He said authorities hope to prosecute gang members using federal gun statutes and the Racketeer Influenced and Corrupt Organizations Act (RICO).

“We’re looking for RICO indictments of people,” Mr. Persichini said during a wide-ranging interview with editors and reporters at The Washington Times. “The key here also is using ATF and all the gun charges [because] many of those crimes are committed with weapons.”

Agents will “take a look at every gang or crew in Northern Virginia,” he said.

Mr. Persichini, who was appointed head of the field office inNovember after serving as its acting director since January 2006, said the effort is part of an increased focus on dealing with local violent crime, which he called a “very serious concern.”

He also pointed to a recent uptick in violence in parts of the District. Mr. Persichini said he has spoken extensively with Acting Metropolitan Police Chief Cathy L. Lanier about gathering and sharing intelligence and that he talked with Mayor Adrian M. Fenty as recently as Wednesday night about comprehensive plans to thwart violent crime.

_Records provided_
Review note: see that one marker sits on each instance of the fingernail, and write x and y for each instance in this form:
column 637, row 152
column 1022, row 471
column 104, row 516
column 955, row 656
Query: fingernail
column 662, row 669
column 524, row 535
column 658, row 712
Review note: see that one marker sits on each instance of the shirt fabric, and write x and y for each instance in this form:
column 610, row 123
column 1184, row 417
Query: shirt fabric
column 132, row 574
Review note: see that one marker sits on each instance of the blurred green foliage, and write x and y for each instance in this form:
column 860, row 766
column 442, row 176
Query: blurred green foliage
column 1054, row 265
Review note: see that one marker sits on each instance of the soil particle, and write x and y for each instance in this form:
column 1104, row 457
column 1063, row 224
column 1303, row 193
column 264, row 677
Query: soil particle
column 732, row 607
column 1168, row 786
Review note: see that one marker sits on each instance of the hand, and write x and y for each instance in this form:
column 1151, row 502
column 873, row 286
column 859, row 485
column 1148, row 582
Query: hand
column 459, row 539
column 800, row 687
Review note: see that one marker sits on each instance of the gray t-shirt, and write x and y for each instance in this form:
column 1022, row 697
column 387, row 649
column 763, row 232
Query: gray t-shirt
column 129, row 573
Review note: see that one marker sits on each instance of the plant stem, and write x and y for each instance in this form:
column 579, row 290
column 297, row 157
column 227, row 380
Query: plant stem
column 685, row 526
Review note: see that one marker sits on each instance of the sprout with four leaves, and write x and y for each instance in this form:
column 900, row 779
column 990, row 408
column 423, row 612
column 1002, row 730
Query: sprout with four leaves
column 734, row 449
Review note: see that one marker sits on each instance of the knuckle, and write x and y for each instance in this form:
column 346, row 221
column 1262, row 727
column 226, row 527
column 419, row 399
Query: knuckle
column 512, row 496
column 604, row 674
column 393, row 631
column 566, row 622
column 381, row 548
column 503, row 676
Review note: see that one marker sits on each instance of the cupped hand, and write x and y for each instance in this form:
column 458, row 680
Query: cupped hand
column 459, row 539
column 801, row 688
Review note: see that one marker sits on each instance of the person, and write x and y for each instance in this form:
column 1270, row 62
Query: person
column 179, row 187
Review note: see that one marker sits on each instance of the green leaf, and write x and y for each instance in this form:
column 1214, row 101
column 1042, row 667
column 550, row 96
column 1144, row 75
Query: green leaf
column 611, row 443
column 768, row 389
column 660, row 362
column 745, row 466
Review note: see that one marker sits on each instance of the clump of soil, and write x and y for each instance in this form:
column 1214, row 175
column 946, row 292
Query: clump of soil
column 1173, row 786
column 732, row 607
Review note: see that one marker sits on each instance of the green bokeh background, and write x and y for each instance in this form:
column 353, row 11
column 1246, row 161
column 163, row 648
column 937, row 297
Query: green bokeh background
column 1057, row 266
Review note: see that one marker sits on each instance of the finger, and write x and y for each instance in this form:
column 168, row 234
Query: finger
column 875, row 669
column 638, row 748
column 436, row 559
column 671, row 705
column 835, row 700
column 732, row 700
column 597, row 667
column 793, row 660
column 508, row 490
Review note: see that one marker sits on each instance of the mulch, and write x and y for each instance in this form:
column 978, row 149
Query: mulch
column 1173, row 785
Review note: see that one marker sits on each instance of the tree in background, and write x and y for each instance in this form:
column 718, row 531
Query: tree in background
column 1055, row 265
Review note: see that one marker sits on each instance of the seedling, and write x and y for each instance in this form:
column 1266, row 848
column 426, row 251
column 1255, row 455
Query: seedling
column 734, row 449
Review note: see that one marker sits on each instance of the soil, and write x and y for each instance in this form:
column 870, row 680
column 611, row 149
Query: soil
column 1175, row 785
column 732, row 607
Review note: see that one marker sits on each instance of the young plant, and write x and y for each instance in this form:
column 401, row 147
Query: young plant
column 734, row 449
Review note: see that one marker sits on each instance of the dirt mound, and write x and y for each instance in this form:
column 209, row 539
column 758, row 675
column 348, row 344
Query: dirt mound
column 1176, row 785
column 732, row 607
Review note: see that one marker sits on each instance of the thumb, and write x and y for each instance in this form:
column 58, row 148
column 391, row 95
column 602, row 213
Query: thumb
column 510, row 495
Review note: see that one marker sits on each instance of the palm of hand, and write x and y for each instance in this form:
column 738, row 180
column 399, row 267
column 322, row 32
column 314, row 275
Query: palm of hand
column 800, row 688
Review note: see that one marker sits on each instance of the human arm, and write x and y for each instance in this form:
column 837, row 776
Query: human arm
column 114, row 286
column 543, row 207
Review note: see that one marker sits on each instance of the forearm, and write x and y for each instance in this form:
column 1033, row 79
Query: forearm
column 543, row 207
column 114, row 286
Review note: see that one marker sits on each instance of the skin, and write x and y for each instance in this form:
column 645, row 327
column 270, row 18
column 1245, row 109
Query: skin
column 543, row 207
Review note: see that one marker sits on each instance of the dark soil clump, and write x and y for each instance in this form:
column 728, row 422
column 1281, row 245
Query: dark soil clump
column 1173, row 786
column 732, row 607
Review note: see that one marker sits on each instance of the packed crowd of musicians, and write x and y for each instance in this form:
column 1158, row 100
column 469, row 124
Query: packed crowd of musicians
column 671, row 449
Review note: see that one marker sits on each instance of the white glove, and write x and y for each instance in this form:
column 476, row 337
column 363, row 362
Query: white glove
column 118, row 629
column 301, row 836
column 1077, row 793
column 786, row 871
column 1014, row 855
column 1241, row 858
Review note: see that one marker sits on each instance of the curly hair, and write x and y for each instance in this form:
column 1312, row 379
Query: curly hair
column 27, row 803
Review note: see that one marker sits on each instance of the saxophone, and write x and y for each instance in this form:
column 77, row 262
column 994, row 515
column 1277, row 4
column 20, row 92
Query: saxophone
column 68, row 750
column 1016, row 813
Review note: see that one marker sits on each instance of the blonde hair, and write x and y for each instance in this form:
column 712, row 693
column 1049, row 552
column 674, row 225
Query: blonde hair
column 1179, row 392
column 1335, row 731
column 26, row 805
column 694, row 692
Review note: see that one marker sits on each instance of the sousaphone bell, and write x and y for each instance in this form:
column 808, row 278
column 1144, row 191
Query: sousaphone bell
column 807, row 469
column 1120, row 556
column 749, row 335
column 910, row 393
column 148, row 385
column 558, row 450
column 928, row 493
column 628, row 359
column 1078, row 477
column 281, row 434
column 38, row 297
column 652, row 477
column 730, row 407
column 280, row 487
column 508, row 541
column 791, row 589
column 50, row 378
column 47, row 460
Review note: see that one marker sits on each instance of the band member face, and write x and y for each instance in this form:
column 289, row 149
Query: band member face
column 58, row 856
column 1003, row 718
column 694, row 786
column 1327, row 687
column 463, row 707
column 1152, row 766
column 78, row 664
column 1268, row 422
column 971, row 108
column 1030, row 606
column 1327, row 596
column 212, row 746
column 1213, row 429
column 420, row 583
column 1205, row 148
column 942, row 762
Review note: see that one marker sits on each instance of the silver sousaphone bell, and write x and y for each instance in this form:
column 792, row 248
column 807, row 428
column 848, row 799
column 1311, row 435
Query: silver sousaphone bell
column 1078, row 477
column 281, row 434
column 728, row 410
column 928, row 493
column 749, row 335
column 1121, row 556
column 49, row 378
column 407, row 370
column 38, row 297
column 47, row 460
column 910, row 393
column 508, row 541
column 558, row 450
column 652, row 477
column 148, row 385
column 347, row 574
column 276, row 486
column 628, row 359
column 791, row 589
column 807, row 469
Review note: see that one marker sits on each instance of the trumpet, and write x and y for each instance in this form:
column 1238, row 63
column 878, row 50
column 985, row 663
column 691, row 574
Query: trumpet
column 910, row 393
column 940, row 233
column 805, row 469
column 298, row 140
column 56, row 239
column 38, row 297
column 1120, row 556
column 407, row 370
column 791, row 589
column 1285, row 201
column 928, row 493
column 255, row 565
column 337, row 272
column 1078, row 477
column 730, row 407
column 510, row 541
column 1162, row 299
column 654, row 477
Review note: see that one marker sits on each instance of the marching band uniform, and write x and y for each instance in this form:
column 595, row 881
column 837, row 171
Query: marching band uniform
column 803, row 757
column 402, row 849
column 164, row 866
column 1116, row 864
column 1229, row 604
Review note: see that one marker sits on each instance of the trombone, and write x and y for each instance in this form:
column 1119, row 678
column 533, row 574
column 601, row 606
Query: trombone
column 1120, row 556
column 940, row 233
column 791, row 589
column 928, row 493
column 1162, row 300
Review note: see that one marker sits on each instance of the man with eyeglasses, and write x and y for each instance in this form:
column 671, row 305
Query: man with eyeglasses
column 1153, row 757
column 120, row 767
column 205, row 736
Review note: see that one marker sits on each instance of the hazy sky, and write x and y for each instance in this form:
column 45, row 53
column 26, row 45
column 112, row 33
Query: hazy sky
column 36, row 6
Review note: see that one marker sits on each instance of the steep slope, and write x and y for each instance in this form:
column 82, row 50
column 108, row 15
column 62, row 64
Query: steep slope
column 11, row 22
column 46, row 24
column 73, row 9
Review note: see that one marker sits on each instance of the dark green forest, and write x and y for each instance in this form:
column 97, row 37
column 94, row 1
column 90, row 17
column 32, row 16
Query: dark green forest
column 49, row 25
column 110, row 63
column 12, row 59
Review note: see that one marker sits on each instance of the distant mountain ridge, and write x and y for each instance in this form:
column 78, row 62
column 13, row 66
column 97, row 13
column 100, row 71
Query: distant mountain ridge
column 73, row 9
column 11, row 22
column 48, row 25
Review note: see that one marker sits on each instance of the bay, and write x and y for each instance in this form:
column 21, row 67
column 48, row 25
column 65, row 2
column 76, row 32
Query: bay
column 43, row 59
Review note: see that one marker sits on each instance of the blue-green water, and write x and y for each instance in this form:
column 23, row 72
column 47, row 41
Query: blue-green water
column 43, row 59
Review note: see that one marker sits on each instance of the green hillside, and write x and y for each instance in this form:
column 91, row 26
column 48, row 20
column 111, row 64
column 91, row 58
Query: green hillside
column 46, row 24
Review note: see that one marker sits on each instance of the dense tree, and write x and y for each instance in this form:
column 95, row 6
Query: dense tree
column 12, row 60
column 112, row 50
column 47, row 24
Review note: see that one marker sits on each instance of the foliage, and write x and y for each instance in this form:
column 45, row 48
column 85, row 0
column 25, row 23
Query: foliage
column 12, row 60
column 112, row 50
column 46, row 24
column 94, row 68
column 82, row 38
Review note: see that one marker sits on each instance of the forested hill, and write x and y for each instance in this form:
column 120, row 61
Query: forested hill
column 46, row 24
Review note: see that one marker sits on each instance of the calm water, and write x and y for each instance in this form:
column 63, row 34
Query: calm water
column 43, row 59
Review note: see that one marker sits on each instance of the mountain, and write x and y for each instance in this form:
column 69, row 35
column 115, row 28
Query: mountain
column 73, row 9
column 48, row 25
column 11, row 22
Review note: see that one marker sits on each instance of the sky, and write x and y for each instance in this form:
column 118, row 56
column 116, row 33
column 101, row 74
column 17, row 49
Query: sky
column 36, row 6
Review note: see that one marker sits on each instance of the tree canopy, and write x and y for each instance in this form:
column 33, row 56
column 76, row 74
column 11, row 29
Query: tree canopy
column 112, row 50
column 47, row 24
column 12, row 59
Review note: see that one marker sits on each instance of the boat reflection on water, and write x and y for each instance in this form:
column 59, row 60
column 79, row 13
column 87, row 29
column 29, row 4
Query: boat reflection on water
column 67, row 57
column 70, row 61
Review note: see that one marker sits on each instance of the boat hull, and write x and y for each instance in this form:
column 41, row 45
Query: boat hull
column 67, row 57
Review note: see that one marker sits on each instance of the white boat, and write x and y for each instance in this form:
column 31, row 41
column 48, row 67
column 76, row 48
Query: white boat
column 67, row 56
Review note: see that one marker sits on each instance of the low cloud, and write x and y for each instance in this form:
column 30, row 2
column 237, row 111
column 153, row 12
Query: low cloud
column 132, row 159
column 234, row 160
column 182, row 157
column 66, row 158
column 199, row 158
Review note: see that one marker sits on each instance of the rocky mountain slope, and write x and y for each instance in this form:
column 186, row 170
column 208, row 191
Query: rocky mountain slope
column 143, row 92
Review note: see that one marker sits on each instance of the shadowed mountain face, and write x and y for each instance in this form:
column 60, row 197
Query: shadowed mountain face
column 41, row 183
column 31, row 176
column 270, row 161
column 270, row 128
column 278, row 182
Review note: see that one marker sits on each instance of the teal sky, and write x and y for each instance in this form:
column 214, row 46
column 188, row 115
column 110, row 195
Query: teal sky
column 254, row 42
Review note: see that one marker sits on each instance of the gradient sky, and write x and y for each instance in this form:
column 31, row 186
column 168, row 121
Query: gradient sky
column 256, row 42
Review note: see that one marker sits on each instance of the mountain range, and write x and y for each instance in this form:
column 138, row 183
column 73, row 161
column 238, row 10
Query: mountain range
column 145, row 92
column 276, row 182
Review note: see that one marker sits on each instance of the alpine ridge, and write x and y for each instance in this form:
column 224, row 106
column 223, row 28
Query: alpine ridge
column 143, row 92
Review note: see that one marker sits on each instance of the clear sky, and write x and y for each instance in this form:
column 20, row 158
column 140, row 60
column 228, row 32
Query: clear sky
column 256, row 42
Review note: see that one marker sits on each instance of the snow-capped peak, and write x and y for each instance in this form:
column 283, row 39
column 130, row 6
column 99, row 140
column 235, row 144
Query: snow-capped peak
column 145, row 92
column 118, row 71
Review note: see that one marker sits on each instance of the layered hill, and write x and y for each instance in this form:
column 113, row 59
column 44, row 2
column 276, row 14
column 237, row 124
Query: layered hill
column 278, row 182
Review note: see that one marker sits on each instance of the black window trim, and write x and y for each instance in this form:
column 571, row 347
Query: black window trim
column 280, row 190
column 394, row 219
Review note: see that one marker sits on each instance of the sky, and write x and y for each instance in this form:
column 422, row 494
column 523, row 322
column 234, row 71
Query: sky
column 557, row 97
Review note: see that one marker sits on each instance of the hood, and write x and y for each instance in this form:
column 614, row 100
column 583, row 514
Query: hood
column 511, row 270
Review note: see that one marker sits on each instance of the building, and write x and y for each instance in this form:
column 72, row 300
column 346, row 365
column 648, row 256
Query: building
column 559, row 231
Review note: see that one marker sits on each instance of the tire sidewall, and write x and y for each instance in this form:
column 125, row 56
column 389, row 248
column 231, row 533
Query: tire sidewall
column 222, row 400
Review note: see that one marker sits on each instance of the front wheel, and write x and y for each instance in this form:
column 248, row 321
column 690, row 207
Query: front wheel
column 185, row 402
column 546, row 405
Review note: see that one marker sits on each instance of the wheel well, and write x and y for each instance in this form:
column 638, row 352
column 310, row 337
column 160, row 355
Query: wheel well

_Instruction A_
In the article on the Northern Virginia gang crackdown, whom did Mr. Persichini talk with as recently as Wednesday night?
_Instruction B_
Continue the article on the Northern Virginia gang crackdown from its last sentence.

_Final answer A_
Mayor Adrian M. Fenty

_Final answer B_
Mr. Persichini said “organized opportunistic crime,” including crew-related and robbery-related violence, was driving a spike in violent crime in the 3rd District, which encompasses much of the downtown core.

He said his office has been solidifying its ties to the city’s business community and minority populations, to aid its efforts in fighting local crime.

“We can’t do what we do without the faith and trust of the people we serve,” he said.

Mr. Persichini also said his office has taken a greater role in the schools, expanding internships for teenagers and setting up “junior special agent” programs for sixth-grade students.

“Their first interaction with law enforcement should be positive,” he said.

Despite the increased local focus, Mr. Persichini said the priorities of the field office remain unchanged.

“Counterterrorism will always be No. 1,” he said, calling the District a “target-rich environment” that requires constant vigilance against terrorist threats from international groups and what he described as the “home-grown lone wolf.”

Mr. Persichini, whose background is in public-corruption cases, said corruption would be the focus of the field office’s criminal investigations.

“I’m a firm believer that the FBI is an agency that is … suited for the investigation of public corruption,” he said.

Mr. Persichini declined to talk about the status of the ongoing investigation into the October 2001 anthrax attacks that killed five persons, including two D.C. postal workers. He said that about 20 agents are still working on the case, but would add only that it is a “continuing, pending investigation.”